**Exercise task:** Copy everything in the forum thread about finding reference photos from "I need two reference" down to "from the internet.".

**Document section:**
========================================================================
# reference photo help needed



## WoodlandSpirit (Dec 23, 2015)

I need two reference photos to work from. I'm starting a picture with 2 people in a courtyard one is a Glumdalitch size girl the other is a Dr Gulliver size man. The man is on stilts about reaching the hight of the girls knee with the top of his head. He's quite happy to be there, having gone on purpose and having brought seeds and animals with him to the giants land. He's looking up, waiting, she's looking down, about to pick him up. She's about 11 he's an adult 6 inches tall. There will be an island in the court pond with tiny stuff on it.
I've had a devil of a time finding pictures that are right. Someone point me to the right place if you would.
Thanks


----------



## TerryCurley (Jan 4, 2015)

I'm guessing you already tried using Google search. I get a lot of my reference photos from the internet.


----------



## WoodlandSpirit (Dec 23, 2015)

Well, google doesn't seem to understand my English. Maybe I just don't know how to do it.


----------



## WoodlandSpirit (Dec 23, 2015)

I realize not everyone has read Gulliver's travels. The giants were 12 times our size. A foot to every inch. Dr Gulliver wasn't happy there but he could have been. This guy is happy there. 

The problem is finding someone with the right pose or close enough and the right age.


----------



## TerryCurley (Jan 4, 2015)

I used BING and put in "images Gulliver's Travels Giants" and it gave me a bunch of links. Here's one of them. Don't know if it's any good for your purpose though.
========================================================================
**Entries pointing to named objects:**

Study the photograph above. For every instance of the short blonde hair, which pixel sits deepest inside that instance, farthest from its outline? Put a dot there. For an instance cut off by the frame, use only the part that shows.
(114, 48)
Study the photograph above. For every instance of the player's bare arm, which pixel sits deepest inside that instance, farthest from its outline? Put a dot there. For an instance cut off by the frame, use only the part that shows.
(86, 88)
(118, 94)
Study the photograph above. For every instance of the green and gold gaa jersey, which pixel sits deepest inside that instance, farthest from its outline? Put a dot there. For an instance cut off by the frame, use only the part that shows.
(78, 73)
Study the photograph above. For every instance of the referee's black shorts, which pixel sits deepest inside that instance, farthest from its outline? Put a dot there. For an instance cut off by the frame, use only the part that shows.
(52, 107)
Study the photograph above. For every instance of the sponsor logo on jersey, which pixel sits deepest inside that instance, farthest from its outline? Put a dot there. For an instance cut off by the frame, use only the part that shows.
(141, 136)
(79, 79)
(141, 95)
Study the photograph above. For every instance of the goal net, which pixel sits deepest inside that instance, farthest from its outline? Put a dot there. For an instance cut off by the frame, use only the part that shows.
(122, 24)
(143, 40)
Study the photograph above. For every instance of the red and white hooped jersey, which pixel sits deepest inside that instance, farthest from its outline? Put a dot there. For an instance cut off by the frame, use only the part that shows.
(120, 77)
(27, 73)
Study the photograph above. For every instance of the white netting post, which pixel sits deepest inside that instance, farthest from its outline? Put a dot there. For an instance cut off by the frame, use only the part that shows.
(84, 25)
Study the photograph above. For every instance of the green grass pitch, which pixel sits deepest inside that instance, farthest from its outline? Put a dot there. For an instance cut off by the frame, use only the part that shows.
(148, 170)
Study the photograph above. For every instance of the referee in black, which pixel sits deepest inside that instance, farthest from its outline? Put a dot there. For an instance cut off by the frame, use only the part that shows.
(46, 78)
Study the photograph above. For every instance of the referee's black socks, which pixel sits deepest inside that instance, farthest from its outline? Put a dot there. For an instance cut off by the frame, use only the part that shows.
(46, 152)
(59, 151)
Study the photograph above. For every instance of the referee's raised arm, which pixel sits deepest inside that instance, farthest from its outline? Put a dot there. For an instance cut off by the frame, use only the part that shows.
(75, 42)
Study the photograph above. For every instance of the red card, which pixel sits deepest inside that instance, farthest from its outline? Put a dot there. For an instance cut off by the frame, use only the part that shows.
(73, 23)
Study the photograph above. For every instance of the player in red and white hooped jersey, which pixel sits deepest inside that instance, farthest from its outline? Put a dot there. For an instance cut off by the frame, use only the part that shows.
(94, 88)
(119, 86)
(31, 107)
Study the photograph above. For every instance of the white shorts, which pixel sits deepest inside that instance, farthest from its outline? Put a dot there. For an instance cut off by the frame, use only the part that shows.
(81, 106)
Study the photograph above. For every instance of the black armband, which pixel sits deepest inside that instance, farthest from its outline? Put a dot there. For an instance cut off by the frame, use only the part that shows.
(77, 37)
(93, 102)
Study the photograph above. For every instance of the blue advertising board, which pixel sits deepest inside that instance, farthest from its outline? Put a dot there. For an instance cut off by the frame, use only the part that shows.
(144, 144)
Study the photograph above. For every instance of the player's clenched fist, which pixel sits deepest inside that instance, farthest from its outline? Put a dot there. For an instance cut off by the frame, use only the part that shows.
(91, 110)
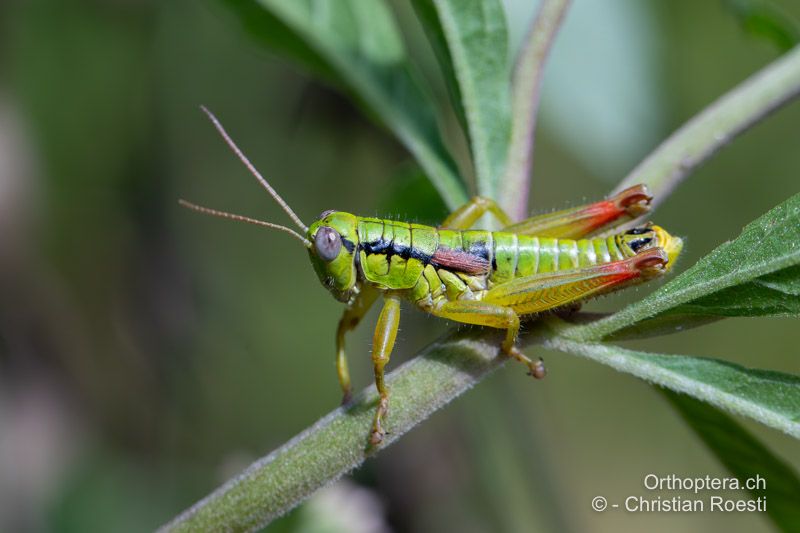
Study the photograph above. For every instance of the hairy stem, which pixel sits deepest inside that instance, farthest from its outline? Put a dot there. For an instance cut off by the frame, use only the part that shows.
========================================================================
**Exercise result:**
I need two reference photos to work from. I'm starting a picture with 2 people in a courtyard one is a Glumdalitch size girl the other is a Dr Gulliver size man. The man is on stilts about reaching the hight of the girls knee with the top of his head. He's quite happy to be there, having gone on purpose and having brought seeds and animals with him to the giants land. He's looking up, waiting, she's looking down, about to pick him up. She's about 11 he's an adult 6 inches tall. There will be an island in the court pond with tiny stuff on it.
I've had a devil of a time finding pictures that are right. Someone point me to the right place if you would.
Thanks


----------



## TerryCurley (Jan 4, 2015)

I'm guessing you already tried using Google search. I get a lot of my reference photos from the internet.